▸ **EXTRACTED INFORMATION**:
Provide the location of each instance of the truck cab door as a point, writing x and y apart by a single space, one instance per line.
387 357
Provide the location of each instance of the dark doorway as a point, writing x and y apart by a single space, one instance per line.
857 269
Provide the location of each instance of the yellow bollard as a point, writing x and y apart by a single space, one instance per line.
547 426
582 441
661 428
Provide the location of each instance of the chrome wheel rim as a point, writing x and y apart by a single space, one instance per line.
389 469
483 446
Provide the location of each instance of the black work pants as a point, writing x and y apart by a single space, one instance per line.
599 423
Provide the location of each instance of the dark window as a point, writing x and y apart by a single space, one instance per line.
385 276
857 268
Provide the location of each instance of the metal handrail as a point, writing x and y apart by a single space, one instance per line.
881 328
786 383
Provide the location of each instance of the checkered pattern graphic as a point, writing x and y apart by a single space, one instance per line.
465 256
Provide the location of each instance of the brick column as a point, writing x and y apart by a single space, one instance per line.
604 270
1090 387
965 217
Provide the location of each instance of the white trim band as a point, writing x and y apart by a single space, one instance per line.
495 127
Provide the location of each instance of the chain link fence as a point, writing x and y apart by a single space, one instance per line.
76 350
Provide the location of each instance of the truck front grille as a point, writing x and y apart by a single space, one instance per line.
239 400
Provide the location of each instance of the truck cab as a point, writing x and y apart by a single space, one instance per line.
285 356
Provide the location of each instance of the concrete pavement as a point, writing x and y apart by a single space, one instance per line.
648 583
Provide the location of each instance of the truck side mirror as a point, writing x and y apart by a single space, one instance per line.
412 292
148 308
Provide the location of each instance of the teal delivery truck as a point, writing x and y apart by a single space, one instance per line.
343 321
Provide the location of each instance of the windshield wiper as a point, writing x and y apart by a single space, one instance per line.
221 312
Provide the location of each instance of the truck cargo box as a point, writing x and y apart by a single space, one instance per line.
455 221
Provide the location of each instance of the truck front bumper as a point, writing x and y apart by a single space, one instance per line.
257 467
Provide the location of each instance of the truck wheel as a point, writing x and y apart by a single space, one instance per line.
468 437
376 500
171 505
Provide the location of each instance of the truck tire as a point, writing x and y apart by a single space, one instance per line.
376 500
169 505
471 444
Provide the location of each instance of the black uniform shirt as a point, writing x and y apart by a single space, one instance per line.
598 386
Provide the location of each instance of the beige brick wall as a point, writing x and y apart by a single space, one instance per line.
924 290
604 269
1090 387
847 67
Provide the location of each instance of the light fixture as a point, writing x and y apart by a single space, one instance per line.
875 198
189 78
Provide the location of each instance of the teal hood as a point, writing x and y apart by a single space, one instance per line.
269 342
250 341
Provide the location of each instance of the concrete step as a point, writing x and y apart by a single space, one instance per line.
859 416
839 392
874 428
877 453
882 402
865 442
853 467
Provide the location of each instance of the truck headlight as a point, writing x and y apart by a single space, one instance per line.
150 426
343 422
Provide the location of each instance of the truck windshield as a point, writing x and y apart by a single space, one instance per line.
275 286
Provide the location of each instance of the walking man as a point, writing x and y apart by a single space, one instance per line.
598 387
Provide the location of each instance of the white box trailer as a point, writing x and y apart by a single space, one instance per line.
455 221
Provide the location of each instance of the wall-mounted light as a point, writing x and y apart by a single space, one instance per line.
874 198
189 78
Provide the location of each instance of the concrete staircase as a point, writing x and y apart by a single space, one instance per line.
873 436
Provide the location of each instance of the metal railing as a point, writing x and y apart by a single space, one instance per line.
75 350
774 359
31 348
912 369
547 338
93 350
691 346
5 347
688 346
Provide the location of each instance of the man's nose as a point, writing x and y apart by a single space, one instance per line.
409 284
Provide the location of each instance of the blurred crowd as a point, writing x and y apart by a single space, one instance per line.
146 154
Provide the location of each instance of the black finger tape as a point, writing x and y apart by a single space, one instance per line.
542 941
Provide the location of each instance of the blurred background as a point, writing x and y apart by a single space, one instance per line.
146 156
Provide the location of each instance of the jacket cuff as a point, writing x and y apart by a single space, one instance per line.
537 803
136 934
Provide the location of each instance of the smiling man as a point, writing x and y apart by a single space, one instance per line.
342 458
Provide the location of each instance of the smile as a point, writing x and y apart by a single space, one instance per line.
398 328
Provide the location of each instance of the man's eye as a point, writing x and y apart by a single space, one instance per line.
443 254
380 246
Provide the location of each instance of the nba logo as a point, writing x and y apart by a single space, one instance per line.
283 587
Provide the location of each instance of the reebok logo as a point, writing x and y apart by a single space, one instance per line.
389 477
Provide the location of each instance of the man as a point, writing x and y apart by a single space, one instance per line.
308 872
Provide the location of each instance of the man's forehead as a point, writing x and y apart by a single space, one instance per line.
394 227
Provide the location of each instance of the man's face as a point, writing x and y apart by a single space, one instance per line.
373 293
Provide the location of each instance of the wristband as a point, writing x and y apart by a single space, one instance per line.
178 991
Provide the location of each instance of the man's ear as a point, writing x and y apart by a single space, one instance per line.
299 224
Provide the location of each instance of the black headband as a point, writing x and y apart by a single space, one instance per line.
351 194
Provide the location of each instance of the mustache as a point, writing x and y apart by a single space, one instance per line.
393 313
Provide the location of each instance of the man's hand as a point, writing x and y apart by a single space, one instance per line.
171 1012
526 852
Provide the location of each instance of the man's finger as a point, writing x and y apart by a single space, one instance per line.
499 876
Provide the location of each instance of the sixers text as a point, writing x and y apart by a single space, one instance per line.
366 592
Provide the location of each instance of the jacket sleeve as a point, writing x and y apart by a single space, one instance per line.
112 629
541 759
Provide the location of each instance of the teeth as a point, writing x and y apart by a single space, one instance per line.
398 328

▸ **TASK**: Print out each line of the data exactly.

▸ **EXERCISE SOLUTION**:
Provide the location of each instance of the truck cab door as a point, writing x and y apart by a single space, one instance per line.
387 357
Provide the location of each instance of the dark doorway as a point, writing x and y apart by a single space, one instance per line.
857 269
Provide the location of each instance of the yellow bollard as a point, writing x and y apart by a single space, one instance per line.
547 426
582 441
661 428
Provide the location of each instance of the chrome wheel rim as a point, writing x and y apart by a single space, one instance per line.
389 469
483 446
Provide the location of each instance of the black work pants as a point, writing x and y apart by a single space, one instance per line.
599 423
Provide the location of each instance of the dark window as a point, writing x and y apart by a single space, one instance per line.
385 276
857 268
Provide the location of each instance of the metal handrail as a point, writing x and y apart by a single space, one instance per line.
881 328
786 383
Provide the location of each instance of the checkered pattern graphic as a point, writing x and y apart by a single space, one instance per line.
465 256
Provide the location of each instance of the brick column as a point, writing x and y apart by a single space, one instance per line.
604 270
1090 387
965 217
Provide the location of each instance of the white trim band as a point, writing x and y apart by a single space, one instance per line.
495 127
Provide the location of each instance of the chain link fence as a point, writing x and y apart by a single space, one instance per line.
76 350
Provide the location of each instance of the truck front grille as a point, writing x and y apart by a single space, one instance per line.
239 400
Provide the location of each instance of the truck cab as a point, writing x and y apart by a single space, one instance per line.
285 356
Provide the location of each instance of the concrete pavement as a point, writing x and y apart by a single space, one instance per line.
648 583
Provide the location of each instance of the truck side mirror as a point, writing x and y apart by a single space, one instance per line.
412 292
148 308
Provide the location of each instance of the teal delivery truck as a point, writing x and y apart by a single space, one instance per line.
343 321
Provide the location of each instance of the windshield wiper as a point, writing x and y apart by a single space, one instance per line.
221 312
Provide the location of each instance of the truck cargo box as a point, writing x and y apart by a single space, one instance per line.
455 221
Provide the location of each instance of the truck front bumper as a point, writing x and y apart by a single space, one instance per line.
257 467
Provide the location of each instance of the truck wheel as a point, writing x and y apart by a single space, one instance per line.
468 437
376 500
171 505
Provide the location of each instance of the truck tire as a point, writing x and y apart by a single space, one instance per line.
376 500
169 505
471 444
Provide the location of each instance of the black uniform shirt as a point, writing x and y apart by a single space, one instance per line.
598 386
Provide the location of each instance of the beige brick wall as a point, writing x and y apart by a single space, one instance per line.
924 290
604 269
1090 387
847 67
Provide the location of each instance of the light fixture as a point, writing x and y apart by a single space, one instance per line.
875 198
189 78
Provide the location of each instance of the teal hood as a point, writing x and y apart by a single space, one instance per line.
269 342
250 341
Provide the location of each instance of the concrete step as a point, writing x and y apart by a single space, one instance per line.
859 416
839 392
874 428
877 453
882 402
865 442
853 467
Provide the location of each instance of the truck headlight as a point, writing x and y apart by a single space, one instance per line.
150 426
343 422
Provide the location of each instance of the truck windshield as a point, writing x and y apart by a single space, one instance per line.
275 286
Provide the location of each instance of the walking man as a point, writing x and y apart by a single space, one instance per line.
598 387
Provide the location of each instance of the white box trailer as a point, writing x and y apart by a single space, one instance per line.
455 221
Provide the location of each instance of the wall-mounted light as a point, writing x and y apart by a single space, one instance per line.
874 198
189 78
Provide the location of each instance of the concrete staircase as a point, writing x and y apart by a single space, one instance per line.
873 436
Provide the location of each instance of the metal railing as a point, writing x and y apart by a single space, one instance per line.
75 350
774 359
31 348
912 369
547 338
93 350
691 346
5 347
688 346
Provide the location of each instance of the man's nose as a point, writing x and y apart by a single space, one instance per line.
409 284
Provide the location of each instance of the blurred crowd as a point, writing x and y apart by a single space, one instance per line.
146 154
Provide the location of each instance of the black finger tape as a point, writing x and y apart by a single space, one instance per line.
542 941
Provide the location of each instance of the blurred background as a point, writing x and y apart by a single space, one instance per line.
146 156
Provide the location of each instance of the jacket cuff as a point, writing x and y apart by a single space, one instance per line.
537 803
136 934
Provide the location of each instance of the smiling man as a point, writing x and y apart by a single space, one instance per line.
342 458
Provide the location of each instance of the smile as a point, writing x and y apart by a single space, one instance per line.
398 328
Provide the location of each instance of the man's eye as a point, writing x and y apart by a single space, one instance per line.
443 254
380 246
Provide the location of each instance of the nba logo as a point, writing x and y apart by a single space, one instance per line.
283 587
Provide the location of each instance of the reebok logo as a point, writing x and y apart by a single space, one instance per line.
389 477
Provide the location of each instance of the man as a point, writing x and y apart by a single space, one instance per line.
308 872
Provide the location of each instance of the man's forehead as a point, writing x and y apart by a single space, one instance per line.
394 227
Provide the location of each instance of the man's face as a point, writing x and y apart by a single space, one instance per line.
373 293
Provide the location of each instance of the wristband as a point, writing x and y apart by a single space, one instance per line.
178 991
Provide the location of each instance of the man's ear as a point, writing x and y apart by a single space, one instance per line.
299 224
Provide the location of each instance of the black headband as a point, writing x and y apart by a single space, one instance per line.
351 194
Provide the location of each instance of the mustache as a point, writing x and y apart by a single space, one instance per line.
393 313
Provide the location of each instance of the man's hand as a point, writing x and y apart by a single space, one instance per line.
171 1012
526 852
Provide the location of each instance of the man's finger as a point, writing x and y apart by a single space, one instance per line.
499 876
Provide the location of each instance of the sixers text as a point, writing x and y apart by a single space, one instance per line.
366 592
Provide the location of each instance of the jacket sleeve as a point, writing x and y apart by a single space, one instance per line.
112 629
541 759
Provide the location of each instance of the teeth as a point, writing x and y apart by a single space, one instance per line.
398 328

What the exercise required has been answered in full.